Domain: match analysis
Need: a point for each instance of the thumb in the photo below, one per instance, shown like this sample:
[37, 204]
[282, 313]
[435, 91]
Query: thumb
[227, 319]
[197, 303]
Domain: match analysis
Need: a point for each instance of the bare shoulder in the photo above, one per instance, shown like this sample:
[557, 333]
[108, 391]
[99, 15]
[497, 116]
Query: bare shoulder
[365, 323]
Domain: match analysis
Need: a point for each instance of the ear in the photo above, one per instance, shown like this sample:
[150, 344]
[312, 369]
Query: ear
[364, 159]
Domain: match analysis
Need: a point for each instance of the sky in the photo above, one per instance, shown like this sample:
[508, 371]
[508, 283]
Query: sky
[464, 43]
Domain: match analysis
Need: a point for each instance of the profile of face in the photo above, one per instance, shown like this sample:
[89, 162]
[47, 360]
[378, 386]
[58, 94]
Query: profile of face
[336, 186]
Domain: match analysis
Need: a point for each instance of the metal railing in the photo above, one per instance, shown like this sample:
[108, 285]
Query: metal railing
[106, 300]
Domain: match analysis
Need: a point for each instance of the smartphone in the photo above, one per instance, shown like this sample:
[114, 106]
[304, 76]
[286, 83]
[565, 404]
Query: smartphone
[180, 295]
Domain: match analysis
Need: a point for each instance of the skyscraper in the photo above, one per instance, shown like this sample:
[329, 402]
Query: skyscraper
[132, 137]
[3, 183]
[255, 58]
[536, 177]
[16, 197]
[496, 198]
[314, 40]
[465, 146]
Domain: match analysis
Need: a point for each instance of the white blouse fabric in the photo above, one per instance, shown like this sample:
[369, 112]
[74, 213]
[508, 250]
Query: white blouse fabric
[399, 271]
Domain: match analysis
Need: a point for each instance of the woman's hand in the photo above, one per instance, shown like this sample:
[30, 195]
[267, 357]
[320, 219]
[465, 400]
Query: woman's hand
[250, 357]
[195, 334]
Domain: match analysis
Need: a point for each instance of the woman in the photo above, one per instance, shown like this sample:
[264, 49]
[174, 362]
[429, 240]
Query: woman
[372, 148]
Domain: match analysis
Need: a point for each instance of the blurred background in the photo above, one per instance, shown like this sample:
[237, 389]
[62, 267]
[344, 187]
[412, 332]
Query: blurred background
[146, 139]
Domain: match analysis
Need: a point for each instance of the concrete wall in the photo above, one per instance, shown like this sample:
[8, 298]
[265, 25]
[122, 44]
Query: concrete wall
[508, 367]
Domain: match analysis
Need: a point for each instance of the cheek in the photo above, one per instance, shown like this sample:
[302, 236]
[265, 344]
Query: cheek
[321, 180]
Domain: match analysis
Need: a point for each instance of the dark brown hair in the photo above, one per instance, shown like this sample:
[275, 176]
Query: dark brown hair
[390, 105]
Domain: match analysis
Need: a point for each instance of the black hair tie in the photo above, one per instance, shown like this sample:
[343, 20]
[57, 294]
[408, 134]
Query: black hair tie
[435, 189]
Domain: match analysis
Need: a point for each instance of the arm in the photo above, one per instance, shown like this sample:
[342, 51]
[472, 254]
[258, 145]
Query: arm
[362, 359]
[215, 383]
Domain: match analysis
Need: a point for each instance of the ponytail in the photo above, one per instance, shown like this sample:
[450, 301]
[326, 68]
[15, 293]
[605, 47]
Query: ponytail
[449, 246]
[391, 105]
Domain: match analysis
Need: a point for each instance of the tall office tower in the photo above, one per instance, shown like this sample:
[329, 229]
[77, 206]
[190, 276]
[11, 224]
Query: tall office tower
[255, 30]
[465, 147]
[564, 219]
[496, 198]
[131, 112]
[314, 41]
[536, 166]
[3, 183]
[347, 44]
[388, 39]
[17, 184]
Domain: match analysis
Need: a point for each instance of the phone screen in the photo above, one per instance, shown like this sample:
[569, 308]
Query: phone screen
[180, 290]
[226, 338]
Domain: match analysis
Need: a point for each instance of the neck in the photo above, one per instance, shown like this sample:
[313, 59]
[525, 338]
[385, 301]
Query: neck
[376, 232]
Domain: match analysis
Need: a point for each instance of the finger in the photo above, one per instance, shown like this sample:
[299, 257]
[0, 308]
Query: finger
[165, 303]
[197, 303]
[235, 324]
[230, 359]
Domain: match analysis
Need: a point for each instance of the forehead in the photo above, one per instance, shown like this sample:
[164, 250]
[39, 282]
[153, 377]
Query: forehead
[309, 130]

- - -

- [Task statement]:
Exact output of every entry is required.

- [Response to the task]:
Domain: match analysis
Need: a point for each instance of the thumb in the photo below, one per instance, shown like this sample:
[37, 204]
[282, 313]
[435, 91]
Query: thumb
[227, 319]
[197, 303]
Domain: match analysis
Need: a point for each instance of the bare shoulder in the photo above, one per instance, shown like this sample:
[557, 333]
[108, 391]
[99, 15]
[497, 116]
Query: bare shoulder
[365, 323]
Domain: match analysis
Need: a point for each instance of the ear in the photo above, one per instance, shown like this sample:
[150, 344]
[312, 369]
Query: ear
[364, 159]
Domain: match analysis
Need: a point for each instance of the sky in the photo above, one per instance, shown like this sample:
[508, 371]
[508, 283]
Query: sky
[464, 43]
Domain: match analysis
Need: a point for each instance of the profile of face in the photo above, one per instance, shown like this sample:
[89, 162]
[47, 360]
[378, 386]
[58, 94]
Query: profile of face
[336, 186]
Domain: match analysis
Need: a point for each instance of the metal railing in the photo above, one per instance, shown like this sample:
[108, 285]
Query: metal railing
[106, 300]
Domain: match analysis
Need: a point for each instance of the smartphone in the photo above, one per instance, shown like this sample:
[114, 106]
[304, 76]
[286, 83]
[565, 404]
Query: smartphone
[180, 295]
Domain: match analysis
Need: a point for each instance of the skyscraper in the photo above, one per instance, shown like this sample:
[329, 402]
Query: skyscraper
[132, 137]
[3, 183]
[255, 58]
[536, 177]
[16, 197]
[496, 198]
[314, 40]
[465, 146]
Domain: match analysis
Need: a point for each instance of the white blouse fabric in the photo above, one per instance, shown like this sample:
[369, 112]
[74, 213]
[508, 250]
Query: white blouse fabric
[399, 271]
Domain: match analysis
Need: a point for each instance of the woman's hand in the photo above, one per instance, shown like this sample:
[30, 195]
[267, 357]
[320, 219]
[465, 400]
Query: woman's hand
[250, 357]
[195, 334]
Domain: match analysis
Need: a point for each instance of the woman in the photo above, one per instance, shown like this sample:
[264, 49]
[174, 362]
[429, 240]
Query: woman
[372, 148]
Domain: match analysis
Need: a point for each instance of the blurred background in the photo above, one per instance, shown like this sample:
[237, 389]
[62, 267]
[344, 187]
[412, 332]
Query: blurred background
[146, 139]
Domain: match analysis
Need: a point for each instance of the concrete wall in the photo above, one per instance, shown like this sample:
[8, 298]
[265, 25]
[122, 44]
Query: concrete wall
[508, 367]
Domain: match analysis
Need: a point for each instance of the cheek in the photo above, one per instance, shown like this sample:
[302, 236]
[265, 344]
Query: cheek
[321, 180]
Domain: match analysis
Need: a point for each instance of the dark brown hair in the photo above, one per instance, shown like this sample:
[275, 176]
Query: dark brown hair
[390, 105]
Domain: match analysis
Need: a point for each instance of the black hair tie in the photo above, one per instance, shown like this sample:
[343, 20]
[57, 294]
[408, 134]
Query: black hair tie
[435, 189]
Domain: match analysis
Need: a point for each instance of the arm in the photo above, one per instance, shown like this sample:
[342, 51]
[472, 254]
[258, 145]
Query: arm
[362, 359]
[215, 383]
Domain: match analysis
Need: a point for each instance of the ponytail in the photo above, one per instance, shown like this sample:
[450, 301]
[326, 68]
[15, 293]
[605, 47]
Query: ponytail
[449, 246]
[391, 105]
Domain: match analysis
Need: a point for each instance of the tall office tower in the photo above, one per instance, shown like this sample:
[329, 229]
[77, 206]
[190, 276]
[11, 224]
Query: tall office tower
[255, 30]
[465, 147]
[564, 219]
[496, 198]
[131, 112]
[314, 41]
[536, 166]
[3, 183]
[347, 44]
[388, 39]
[17, 184]
Domain: match analysis
Need: a point for each instance of the phone screen in the photo above, one per instance, shown like this sample:
[569, 308]
Query: phone screen
[180, 290]
[226, 338]
Domain: match analysis
Need: a point for each instance of the neck in the photo above, one per instance, shown like this sample:
[313, 59]
[525, 338]
[385, 301]
Query: neck
[376, 232]
Domain: match analysis
Need: a point for each instance of the finger in the photo above, one per instance, shown like this sample:
[299, 257]
[0, 308]
Query: finger
[165, 303]
[197, 303]
[235, 324]
[230, 359]
Domain: match analysis
Need: a point for each instance of the forehead in the photo above, one per instance, shown like this sample:
[164, 250]
[39, 282]
[153, 377]
Query: forehead
[309, 130]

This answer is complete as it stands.